▶ [Task inputs]:
++++++++++++++++++++
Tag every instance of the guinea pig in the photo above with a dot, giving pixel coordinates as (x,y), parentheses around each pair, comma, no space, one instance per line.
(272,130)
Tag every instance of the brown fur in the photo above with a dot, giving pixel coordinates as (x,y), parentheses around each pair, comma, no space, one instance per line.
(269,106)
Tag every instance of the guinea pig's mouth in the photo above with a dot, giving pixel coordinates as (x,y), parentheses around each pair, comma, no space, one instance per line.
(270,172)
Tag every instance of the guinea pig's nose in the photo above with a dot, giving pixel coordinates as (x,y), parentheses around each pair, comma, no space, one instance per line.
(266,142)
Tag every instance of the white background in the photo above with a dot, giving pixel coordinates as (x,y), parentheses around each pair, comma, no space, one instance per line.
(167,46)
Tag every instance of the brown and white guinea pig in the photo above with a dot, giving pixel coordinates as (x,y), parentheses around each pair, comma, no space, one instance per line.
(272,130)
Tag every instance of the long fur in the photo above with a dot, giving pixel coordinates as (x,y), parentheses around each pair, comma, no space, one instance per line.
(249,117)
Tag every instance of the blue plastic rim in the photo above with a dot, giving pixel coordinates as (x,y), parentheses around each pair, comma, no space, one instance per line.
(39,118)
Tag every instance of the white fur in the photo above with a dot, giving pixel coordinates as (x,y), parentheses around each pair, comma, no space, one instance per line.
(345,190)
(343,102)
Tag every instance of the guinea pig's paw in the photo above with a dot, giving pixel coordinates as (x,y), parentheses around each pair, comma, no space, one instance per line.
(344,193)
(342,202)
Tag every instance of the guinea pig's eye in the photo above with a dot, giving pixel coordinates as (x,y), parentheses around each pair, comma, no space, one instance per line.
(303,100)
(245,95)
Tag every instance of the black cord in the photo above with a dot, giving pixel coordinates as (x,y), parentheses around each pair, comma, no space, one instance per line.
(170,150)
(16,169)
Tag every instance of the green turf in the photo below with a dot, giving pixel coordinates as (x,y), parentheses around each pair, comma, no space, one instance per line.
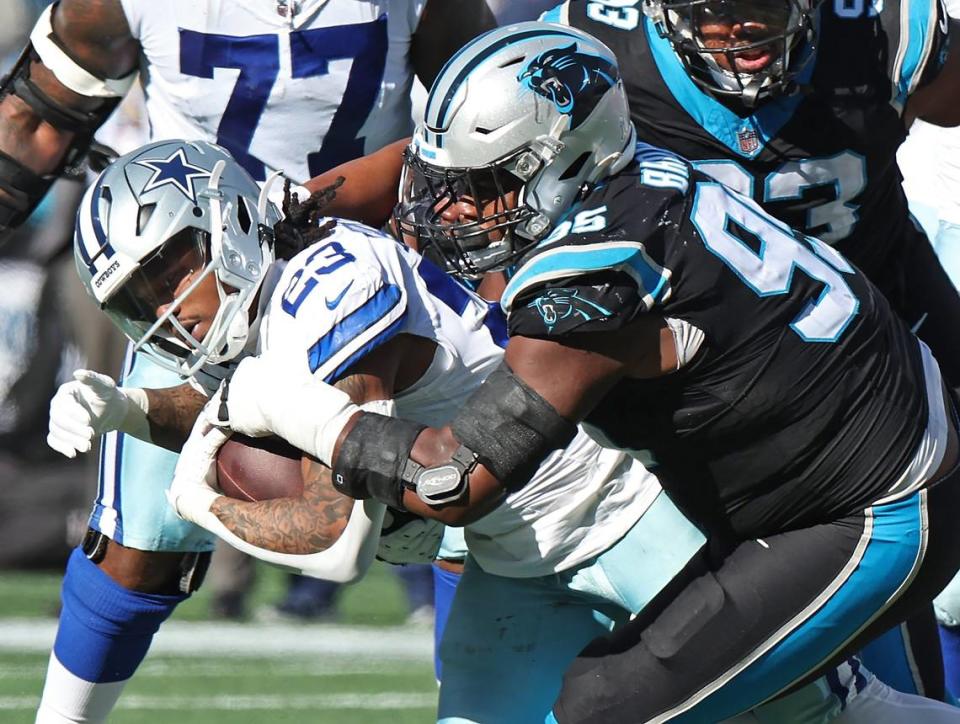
(215,690)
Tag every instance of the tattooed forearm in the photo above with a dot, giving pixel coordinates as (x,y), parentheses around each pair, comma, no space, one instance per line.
(173,410)
(308,524)
(312,522)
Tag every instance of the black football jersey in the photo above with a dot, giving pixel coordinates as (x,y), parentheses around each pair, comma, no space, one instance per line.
(822,159)
(804,401)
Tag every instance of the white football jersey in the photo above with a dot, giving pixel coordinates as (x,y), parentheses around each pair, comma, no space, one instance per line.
(343,296)
(298,86)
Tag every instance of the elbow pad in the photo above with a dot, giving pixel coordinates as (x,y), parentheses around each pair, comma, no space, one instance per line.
(511,428)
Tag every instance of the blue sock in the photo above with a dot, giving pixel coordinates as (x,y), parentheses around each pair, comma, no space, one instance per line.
(950,643)
(105,629)
(444,587)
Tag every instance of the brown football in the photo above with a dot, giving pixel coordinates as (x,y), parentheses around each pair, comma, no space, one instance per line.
(259,468)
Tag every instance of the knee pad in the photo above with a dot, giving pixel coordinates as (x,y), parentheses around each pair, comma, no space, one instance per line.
(105,629)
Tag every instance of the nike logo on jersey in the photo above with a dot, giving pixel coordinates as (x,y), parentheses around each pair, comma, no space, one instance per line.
(332,303)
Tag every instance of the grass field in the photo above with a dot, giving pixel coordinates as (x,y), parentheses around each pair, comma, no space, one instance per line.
(365,668)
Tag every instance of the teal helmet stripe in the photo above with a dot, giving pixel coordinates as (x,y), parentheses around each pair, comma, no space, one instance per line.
(435,120)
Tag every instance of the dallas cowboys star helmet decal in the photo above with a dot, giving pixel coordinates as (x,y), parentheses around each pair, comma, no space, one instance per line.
(176,171)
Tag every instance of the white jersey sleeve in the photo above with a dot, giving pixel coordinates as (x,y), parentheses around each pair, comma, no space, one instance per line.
(336,301)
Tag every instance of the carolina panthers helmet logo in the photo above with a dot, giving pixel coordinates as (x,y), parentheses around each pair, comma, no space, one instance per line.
(574,82)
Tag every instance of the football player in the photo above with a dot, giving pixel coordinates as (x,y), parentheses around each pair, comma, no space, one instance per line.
(801,105)
(930,161)
(791,414)
(558,559)
(298,85)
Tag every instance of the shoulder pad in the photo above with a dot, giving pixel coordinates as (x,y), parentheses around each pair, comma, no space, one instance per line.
(337,300)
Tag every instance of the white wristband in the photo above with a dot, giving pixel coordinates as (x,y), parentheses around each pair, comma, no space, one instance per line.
++++++++++++++++++++
▶ [Given problem]:
Copy word for word everything from the line containing "Tag every instance of the teal" down to the final line above.

▶ [Answer]:
Tag every instance of the teal helmet stripe in the photo above with a dot, giving pixel coordinates as (x,y), parentheses around each pair, comma, no space, one instance per line.
(435,120)
Tag every instance of the dallas cowboys star helmet decal in the photo above with a dot, giving pixel coordinates as (x,y), parentheses around each pair, comma, no space, one instance per line.
(176,171)
Tag every instance of the white jersey sleeve in the photo above with a dot, giving pixel coordinates as (x,y), parentheses around each pair, comma, no space, one instance per line.
(336,301)
Tag every instance of the carolina panthers helmet logo in the photo above with a dot, giving pixel coordinates as (x,y), parentheses around each pair, comma, no space, one instance per line.
(574,82)
Tag every instance of the football player in the photo above with a dot, giving pixel coordinates as (x,y), parentheses around each pair, comma, no space, one instance per line.
(801,105)
(930,161)
(791,414)
(558,559)
(298,85)
Tag every instance of the shoulder pad in the photo above with a dot, giving pixel coordinates as (x,y), parentheses around each pair, comma, no space, one instance per line.
(337,300)
Tag every instance of the white wristband in the photo above with a dot, giving pixel coordinates as (x,y), parentheses around each pair, comma, no space, one instance per line.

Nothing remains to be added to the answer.